**TO DO:** Print the listing in its entirety and exactly, leaving out images.

**MATERIAL FOR THE TASK:**
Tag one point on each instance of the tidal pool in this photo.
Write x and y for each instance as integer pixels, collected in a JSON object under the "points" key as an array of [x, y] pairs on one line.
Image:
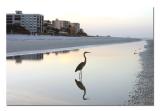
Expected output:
{"points": [[50, 79]]}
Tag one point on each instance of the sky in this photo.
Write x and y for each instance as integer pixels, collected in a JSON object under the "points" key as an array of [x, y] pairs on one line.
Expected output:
{"points": [[120, 18]]}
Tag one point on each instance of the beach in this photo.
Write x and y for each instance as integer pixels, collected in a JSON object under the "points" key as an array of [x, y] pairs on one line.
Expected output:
{"points": [[135, 84], [143, 93], [28, 44]]}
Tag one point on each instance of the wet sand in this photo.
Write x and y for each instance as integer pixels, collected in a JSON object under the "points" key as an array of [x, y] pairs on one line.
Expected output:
{"points": [[27, 44], [143, 93]]}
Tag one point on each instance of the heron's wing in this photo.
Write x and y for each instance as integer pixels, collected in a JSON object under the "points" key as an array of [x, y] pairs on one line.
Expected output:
{"points": [[80, 84], [80, 66]]}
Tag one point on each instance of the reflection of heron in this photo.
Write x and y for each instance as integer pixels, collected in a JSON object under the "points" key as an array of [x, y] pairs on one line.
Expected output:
{"points": [[82, 64], [82, 87]]}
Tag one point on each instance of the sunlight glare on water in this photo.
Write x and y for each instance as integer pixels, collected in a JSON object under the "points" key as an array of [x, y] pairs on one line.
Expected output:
{"points": [[49, 79]]}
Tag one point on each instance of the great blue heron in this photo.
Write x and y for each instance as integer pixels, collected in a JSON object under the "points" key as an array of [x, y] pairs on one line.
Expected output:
{"points": [[82, 87], [82, 64]]}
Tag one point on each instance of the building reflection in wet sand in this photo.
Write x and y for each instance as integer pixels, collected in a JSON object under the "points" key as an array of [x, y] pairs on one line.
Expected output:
{"points": [[35, 57]]}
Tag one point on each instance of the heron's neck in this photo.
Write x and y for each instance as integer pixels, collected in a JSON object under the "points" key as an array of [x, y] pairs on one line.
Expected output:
{"points": [[84, 94], [85, 59]]}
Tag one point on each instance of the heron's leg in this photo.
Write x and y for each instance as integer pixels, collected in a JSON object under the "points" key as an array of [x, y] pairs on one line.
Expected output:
{"points": [[79, 75]]}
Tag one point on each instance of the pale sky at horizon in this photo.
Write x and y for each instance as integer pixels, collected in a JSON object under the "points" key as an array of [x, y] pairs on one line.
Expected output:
{"points": [[127, 18]]}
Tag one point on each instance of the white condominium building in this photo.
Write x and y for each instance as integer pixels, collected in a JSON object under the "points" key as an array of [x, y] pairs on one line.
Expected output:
{"points": [[32, 22]]}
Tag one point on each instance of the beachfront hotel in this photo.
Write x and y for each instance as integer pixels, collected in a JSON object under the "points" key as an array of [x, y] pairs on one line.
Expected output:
{"points": [[31, 22]]}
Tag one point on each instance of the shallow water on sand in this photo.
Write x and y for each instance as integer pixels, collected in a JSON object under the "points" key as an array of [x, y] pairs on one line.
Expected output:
{"points": [[50, 79]]}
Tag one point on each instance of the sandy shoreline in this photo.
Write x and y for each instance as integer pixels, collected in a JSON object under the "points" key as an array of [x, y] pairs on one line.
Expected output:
{"points": [[144, 88], [24, 44]]}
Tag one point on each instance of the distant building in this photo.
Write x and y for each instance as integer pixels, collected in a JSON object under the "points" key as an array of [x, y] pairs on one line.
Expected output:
{"points": [[60, 24], [56, 24], [32, 22]]}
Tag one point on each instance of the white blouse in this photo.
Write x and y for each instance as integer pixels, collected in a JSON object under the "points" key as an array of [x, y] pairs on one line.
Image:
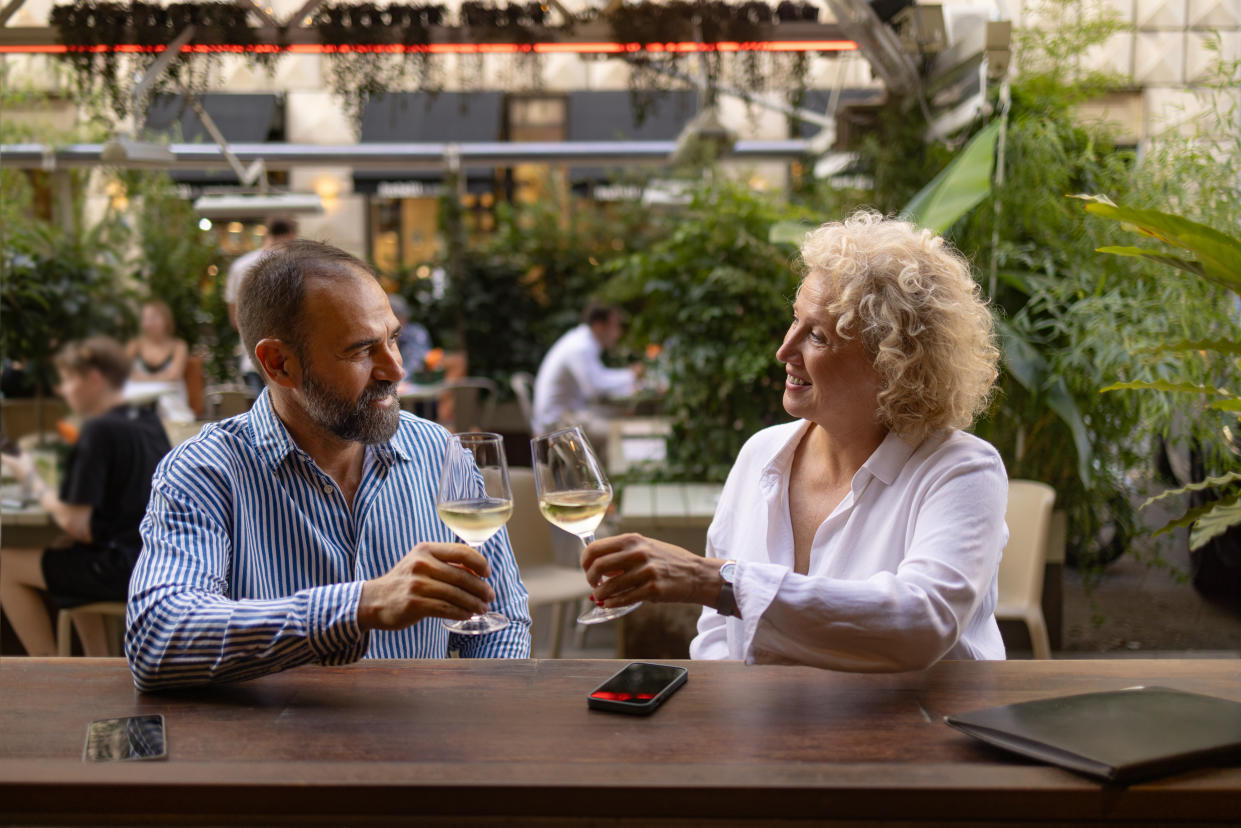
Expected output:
{"points": [[902, 572]]}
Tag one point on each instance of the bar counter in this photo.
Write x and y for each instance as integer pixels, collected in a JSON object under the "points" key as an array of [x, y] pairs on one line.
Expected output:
{"points": [[490, 742]]}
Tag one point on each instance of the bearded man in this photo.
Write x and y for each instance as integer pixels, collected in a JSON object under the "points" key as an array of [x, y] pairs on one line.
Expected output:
{"points": [[305, 530]]}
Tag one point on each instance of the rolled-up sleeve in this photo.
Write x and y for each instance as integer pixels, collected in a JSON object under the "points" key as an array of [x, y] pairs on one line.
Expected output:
{"points": [[183, 628]]}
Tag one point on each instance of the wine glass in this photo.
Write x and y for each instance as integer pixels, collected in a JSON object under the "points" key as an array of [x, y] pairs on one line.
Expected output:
{"points": [[474, 502], [573, 494]]}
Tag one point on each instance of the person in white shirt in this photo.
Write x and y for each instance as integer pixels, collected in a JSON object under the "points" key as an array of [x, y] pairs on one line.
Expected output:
{"points": [[866, 535], [279, 229], [572, 375]]}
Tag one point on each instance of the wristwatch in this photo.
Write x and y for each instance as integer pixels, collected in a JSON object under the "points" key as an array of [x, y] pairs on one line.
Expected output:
{"points": [[727, 602]]}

**EXERCISE ANSWER:**
Tag one point on each instance of the tidal pool in this photo.
Write x and y for each instance as integer pixels, collected in a JSON object under the "points" key as an array of [x, y] pairs on one line.
Image:
Expected output:
{"points": [[50, 79]]}
Tag one point on each instance of the sky in this photo.
Write x and y for each instance as integer pixels, collected in a JSON object under the "points" key as an array of [x, y] pairs on one line.
Expected output:
{"points": [[120, 18]]}
Tag one point on each instance of the beach in this photo.
Write x and y for each instance as integer pixels, collected in a JSON object under the "points" key as an array of [x, y] pairs on one line.
Expected output:
{"points": [[135, 84], [143, 93], [28, 44]]}
Tag one point on each instance of the wet sand in this photo.
Write x and y for each instance as integer pixels, collected in a JSON object under the "points" key as an array of [x, y] pairs on one line.
Expected output:
{"points": [[27, 44], [143, 93]]}
Tag one point on each instance of the heron's wing in this photo.
Write x and y for each instance as integer pixels, collected in a JSON object under the "points" key as an array of [x, y] pairs on one line.
Expected output:
{"points": [[80, 84], [80, 66]]}
Tag one point on each instance of the reflection of heron in this photo.
Write x and y for each instance as integer pixels, collected in a JSON object under the "points" key as an array of [x, y] pairs on one line.
Expected output:
{"points": [[82, 64], [82, 87]]}
Tag one point on each instance of the sunlight glare on water in this photo.
Write x and y for each instance as integer pixels, collected in a JSON object under the "points" key as an array of [x, y] pairs on one line.
Expected output:
{"points": [[49, 79]]}
Tag one point on each instance of the great blue heron in this photo.
Write x and y for each instance as integer pixels, collected in a JSON object under the "points" key as an array of [x, y] pairs on one line.
Expected output:
{"points": [[82, 87], [82, 64]]}
Tag one point on each instance of the building reflection in wet sand in this photo.
Write x and y for each instance as integer pixels, collected in a JSON object under the "points" key as an array of [x, y] pairs on one line.
Expected output:
{"points": [[35, 57]]}
Tag one point on each instance of the heron's neck in this photo.
Write x and y for each instance as integer pixels, collected in a JSON object under the "points" key as an array of [x, y] pairs on one line.
Expected output:
{"points": [[84, 94], [85, 59]]}
Tag one point on each instance of the heron's leg in this photo.
Write x and y for each instance as integer pixels, collected in a JSON object under the "points" key as an array of [x, y] pairs on one line.
Expected output:
{"points": [[79, 75]]}
Tag one point on each instance of the pale sky at horizon in this photo.
Write x and y for each instance as integer pixels, collected in a JSON object under the "points" key as an array of [x, y] pairs on one line.
Expected output:
{"points": [[127, 18]]}
Tag one point on each instance of the white condominium building in this photo.
Write x and y for each instance as integer pixels, collected in a JSON object under the "points" key as an array of [x, y] pairs on one line.
Expected output:
{"points": [[32, 22]]}
Tag one point on each instance of the beachfront hotel in this photo.
Write x and y for each instance as integer pixels, collected in a JSON object under the "points" key as an array of [x, y] pairs on one line.
Expected output:
{"points": [[31, 22]]}
Tag one point on each instance of the shallow water on sand in this photo.
Write x and y for each instance as integer pixels, collected in a JSON object under the "points" key as an array of [x, y] pairs on one line.
Expected output:
{"points": [[50, 79]]}
Tag one point on each instance of the sandy shoreline in this photo.
Write x and y for each instance as integer pixels, collected in a JSON object under the "points" key as an array of [x, y] pairs on one line.
Expected output:
{"points": [[144, 88], [24, 44]]}
Tag one point on each instance of the distant building in this photo.
Write x and y for each instance as integer pixels, collected in a JSON object under the "points" key as an array of [x, y] pairs on one line.
Expected output:
{"points": [[60, 24], [56, 24], [32, 22]]}
Tag one point on each instance of the white blouse in this photo.
Write x and y for each instance as integer pixels, collected in a JSON object under the "points" key as an array of [x, y] pairs on one line.
Image:
Expected output:
{"points": [[902, 572]]}
Tag one point on each instance of the bar counter in this photo.
Write x and y for each instance as integer pixels, collected in a JSON object under the "points" key as an array of [x, y] pairs on one line.
Expected output:
{"points": [[490, 742]]}
Tag one point on each instance of the bearded man in this photo.
Write x and y for each instance as integer pixels, collected in a JSON object under the "points" key as an array of [x, y] pairs on one line.
Expected output:
{"points": [[305, 530]]}
Tag one point on each instance of the rolled-up sleeve in this photo.
Write x and y for each instance as integer pixels, collected in a JSON object under the "points" key as an array of [x, y] pairs on one line.
Expected output:
{"points": [[183, 628]]}
Tag one point on each instance of the wine glass in this photo.
Write x and y for each instance as integer pixels, collected in a JSON object under the "points" key as an array of [x, y] pairs on one line.
Expected output:
{"points": [[474, 502], [573, 494]]}
Tag one point on each instance of the person in white shirt in this photo.
Write x and y for each instance as integer pixels, collected in a JSON object under the "points" key as an array of [x, y] pairs on one line.
Expected output:
{"points": [[866, 535], [279, 229], [572, 375]]}
Tag one point on each instance of the wristwatch in this photo.
Write x and y for each instance as integer pixels, collected in a JSON object under the "points" key as an array of [x, y] pairs on one line.
Expected output:
{"points": [[727, 602]]}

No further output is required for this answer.